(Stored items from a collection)
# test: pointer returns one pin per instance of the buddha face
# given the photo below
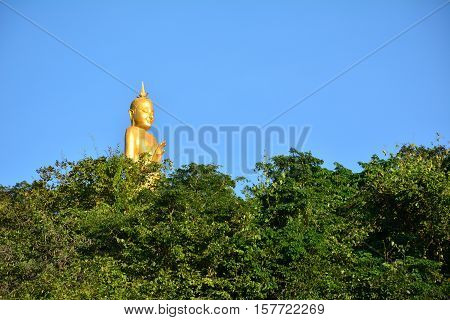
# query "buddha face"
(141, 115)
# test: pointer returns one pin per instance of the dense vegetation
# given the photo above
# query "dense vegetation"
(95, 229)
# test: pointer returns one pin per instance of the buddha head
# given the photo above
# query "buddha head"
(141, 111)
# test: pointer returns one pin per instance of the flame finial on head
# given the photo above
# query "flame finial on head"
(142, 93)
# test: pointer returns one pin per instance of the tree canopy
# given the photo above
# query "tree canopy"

* * *

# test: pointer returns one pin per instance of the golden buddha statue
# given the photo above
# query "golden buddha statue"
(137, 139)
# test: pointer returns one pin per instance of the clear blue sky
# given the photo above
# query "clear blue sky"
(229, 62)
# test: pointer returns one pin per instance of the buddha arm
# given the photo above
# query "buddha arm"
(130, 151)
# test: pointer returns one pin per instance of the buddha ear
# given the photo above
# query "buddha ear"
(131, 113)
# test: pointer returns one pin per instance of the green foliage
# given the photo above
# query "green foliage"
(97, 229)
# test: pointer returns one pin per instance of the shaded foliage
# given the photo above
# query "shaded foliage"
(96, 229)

Task directions:
Which of the lines above contain the string "dense"? Report each such line in full, and treat uppercase and lowercase as different.

Output of the task:
# test: pointer returns one pin per instance of the dense vegetation
# query "dense vegetation"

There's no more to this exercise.